▶ _Seitenauszug_:
**********

Auch die Musik hat mich nicht überzeugt (also streng genommen nicht die Songs, das sind ja wohl überwiegend leicht aufgehübschte Originale), sondern die Art, die in die Serie einzubauen. Ab und wann wird motivationslos ein Rock- oder Pop-Klassiker der Zeit im Hintergrund angespielt, "Iron Man" von Black Sabbath etwa, aber immer nur ein paar Takte, das ist, wenn man die Musik im Prinzip mag, ein echter Abtörner. Und wenn dann mal ein paar eher mäßige Lookalikes auftreten - "Led Zeppelin" etwa - wirkt das von den Typen und der Präsentation einfach nicht "richtig". Einzig der kurze Traum-Auftritt von "Bo Diddley" mit der legendären viereckigen Gitarre hatte einen gewissen Charme.

Kann man sicher noch eine Chance geben, aber dass das für HBO der erfolgloseste Start einer Prestigeserie seit langem war, merkt man mehr als deutlich. Eine Season 2 soll es wohl trotzdem geben, ich glaube im Poker nennt man so was "pot committed".
"Ich bin zu alt für diesen Scheiß" "Dem Scheiß ist es egal, wie alt Du bist" (James Grady - Die letzten Tage des Condor)

Mr. Blonde

Zitat von: Private Joker am 24 April 2016, 13:12:27
Schöne ausführliche Einführung.

**********

▶ _Ausgewählte Zeilen_:
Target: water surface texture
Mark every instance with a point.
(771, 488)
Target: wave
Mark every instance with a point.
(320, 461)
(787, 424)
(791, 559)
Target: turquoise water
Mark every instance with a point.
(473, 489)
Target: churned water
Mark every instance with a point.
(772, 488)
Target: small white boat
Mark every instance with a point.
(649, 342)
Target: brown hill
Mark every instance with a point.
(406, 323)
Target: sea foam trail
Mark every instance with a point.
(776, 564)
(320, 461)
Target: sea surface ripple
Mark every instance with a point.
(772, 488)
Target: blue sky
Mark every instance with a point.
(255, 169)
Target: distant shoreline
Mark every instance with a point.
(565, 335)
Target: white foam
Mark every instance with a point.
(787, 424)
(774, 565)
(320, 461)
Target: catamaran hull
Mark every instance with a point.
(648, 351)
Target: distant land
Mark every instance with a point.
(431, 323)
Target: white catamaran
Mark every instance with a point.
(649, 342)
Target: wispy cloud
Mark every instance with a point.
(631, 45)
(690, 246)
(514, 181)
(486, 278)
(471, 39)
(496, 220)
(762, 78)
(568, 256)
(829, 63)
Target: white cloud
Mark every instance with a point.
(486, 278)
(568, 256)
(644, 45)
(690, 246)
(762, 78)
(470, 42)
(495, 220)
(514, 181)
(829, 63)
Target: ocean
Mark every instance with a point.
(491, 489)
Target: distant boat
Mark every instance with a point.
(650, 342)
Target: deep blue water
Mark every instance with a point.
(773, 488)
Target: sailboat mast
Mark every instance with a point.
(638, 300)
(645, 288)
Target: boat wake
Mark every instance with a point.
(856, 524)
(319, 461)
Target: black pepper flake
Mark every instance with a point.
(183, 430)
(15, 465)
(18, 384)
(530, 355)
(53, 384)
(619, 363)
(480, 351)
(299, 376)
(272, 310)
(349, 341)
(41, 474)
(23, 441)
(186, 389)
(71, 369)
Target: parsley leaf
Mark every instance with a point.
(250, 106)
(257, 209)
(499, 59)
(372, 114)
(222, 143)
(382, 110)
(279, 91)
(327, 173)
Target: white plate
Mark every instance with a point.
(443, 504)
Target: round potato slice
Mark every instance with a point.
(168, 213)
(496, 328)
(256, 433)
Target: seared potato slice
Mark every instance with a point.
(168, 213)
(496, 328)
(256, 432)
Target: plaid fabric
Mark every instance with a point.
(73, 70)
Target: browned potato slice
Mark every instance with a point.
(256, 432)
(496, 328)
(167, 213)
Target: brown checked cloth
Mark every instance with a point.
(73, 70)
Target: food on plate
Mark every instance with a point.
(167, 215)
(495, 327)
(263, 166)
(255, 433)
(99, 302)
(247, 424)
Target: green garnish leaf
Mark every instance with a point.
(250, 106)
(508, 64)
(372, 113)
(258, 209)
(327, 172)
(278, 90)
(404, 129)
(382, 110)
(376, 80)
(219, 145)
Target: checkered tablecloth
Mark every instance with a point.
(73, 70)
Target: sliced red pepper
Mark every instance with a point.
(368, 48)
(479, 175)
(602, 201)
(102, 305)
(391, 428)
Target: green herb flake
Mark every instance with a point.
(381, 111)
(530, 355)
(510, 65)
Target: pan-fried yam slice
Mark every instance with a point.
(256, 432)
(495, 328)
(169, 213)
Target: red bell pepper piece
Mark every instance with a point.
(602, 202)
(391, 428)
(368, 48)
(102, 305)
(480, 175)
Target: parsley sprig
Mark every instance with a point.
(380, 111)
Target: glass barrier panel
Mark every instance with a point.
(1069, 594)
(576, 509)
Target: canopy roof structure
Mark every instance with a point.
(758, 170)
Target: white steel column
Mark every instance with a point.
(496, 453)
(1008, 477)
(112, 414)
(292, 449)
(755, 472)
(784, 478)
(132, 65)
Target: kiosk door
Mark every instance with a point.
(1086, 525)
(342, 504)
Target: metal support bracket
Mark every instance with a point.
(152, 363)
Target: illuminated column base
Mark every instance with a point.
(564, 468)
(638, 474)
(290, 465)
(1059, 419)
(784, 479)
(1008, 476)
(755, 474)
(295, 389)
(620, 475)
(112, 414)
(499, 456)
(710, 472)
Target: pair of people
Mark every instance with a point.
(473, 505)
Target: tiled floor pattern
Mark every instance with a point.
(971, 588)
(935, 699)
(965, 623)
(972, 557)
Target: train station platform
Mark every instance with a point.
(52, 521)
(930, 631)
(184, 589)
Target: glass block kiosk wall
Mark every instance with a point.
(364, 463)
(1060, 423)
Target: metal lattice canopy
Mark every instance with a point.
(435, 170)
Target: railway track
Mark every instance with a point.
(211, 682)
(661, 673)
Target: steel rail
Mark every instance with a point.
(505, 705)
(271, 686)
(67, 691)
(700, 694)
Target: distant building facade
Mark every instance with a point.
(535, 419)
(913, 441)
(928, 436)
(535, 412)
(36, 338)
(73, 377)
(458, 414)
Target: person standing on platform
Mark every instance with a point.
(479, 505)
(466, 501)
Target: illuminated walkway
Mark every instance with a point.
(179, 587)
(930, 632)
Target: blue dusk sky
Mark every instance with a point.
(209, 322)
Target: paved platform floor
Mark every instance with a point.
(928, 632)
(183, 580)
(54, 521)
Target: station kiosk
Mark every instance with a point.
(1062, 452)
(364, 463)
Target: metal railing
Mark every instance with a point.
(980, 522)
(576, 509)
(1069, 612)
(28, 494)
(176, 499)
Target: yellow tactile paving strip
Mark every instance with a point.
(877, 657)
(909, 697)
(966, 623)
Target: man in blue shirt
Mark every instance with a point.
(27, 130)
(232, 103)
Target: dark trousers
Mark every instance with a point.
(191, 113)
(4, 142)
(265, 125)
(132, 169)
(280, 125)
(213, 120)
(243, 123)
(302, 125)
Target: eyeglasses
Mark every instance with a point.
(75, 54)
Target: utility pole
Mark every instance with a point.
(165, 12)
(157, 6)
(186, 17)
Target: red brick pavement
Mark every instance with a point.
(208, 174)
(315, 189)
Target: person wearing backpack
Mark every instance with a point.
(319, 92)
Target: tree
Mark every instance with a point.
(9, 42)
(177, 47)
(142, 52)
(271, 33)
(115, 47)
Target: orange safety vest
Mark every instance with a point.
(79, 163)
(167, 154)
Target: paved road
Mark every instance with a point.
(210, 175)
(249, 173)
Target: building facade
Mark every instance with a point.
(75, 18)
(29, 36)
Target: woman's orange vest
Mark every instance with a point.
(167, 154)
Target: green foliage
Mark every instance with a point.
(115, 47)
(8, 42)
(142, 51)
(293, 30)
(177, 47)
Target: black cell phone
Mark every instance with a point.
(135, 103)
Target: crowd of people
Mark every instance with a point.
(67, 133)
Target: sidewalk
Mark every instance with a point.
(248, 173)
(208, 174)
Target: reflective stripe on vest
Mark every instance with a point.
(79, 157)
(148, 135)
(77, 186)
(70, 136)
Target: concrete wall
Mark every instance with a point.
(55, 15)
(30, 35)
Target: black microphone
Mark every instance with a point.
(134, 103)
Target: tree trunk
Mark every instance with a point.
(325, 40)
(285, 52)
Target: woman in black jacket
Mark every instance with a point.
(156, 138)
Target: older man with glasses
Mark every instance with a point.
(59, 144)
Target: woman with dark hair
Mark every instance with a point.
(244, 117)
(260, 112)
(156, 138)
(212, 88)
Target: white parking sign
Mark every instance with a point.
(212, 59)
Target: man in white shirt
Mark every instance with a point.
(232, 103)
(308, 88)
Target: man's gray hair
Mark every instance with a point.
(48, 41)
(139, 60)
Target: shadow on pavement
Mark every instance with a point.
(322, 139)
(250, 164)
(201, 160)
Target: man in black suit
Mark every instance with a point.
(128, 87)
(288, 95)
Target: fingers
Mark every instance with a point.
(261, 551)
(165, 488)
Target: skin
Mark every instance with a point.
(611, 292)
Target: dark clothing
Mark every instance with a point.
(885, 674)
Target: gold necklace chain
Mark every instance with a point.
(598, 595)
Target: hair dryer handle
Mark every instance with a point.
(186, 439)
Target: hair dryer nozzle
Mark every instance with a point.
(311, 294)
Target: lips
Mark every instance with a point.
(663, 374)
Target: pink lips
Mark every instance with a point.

**********

▶ _Aufgabendetails_: Gib aus dem Seitenauszug alles von „Auch die Musik“ bis hinunter zu „einen gewissen Charme.“ wortwörtlich wieder. Stütze dich allein auf den Seitenauszug.

▶ _Gelöste Aufgabe_:
Auch die Musik hat mich nicht überzeugt (also streng genommen nicht die Songs, das sind ja wohl überwiegend leicht aufgehübschte Originale), sondern die Art, die in die Serie einzubauen. Ab und wann wird motivationslos ein Rock- oder Pop-Klassiker der Zeit im Hintergrund angespielt, "Iron Man" von Black Sabbath etwa, aber immer nur ein paar Takte, das ist, wenn man die Musik im Prinzip mag, ein echter Abtörner. Und wenn dann mal ein paar eher mäßige Lookalikes auftreten - "Led Zeppelin" etwa - wirkt das von den Typen und der Präsentation einfach nicht "richtig". Einzig der kurze Traum-Auftritt von "Bo Diddley" mit der legendären viereckigen Gitarre hatte einen gewissen Charme.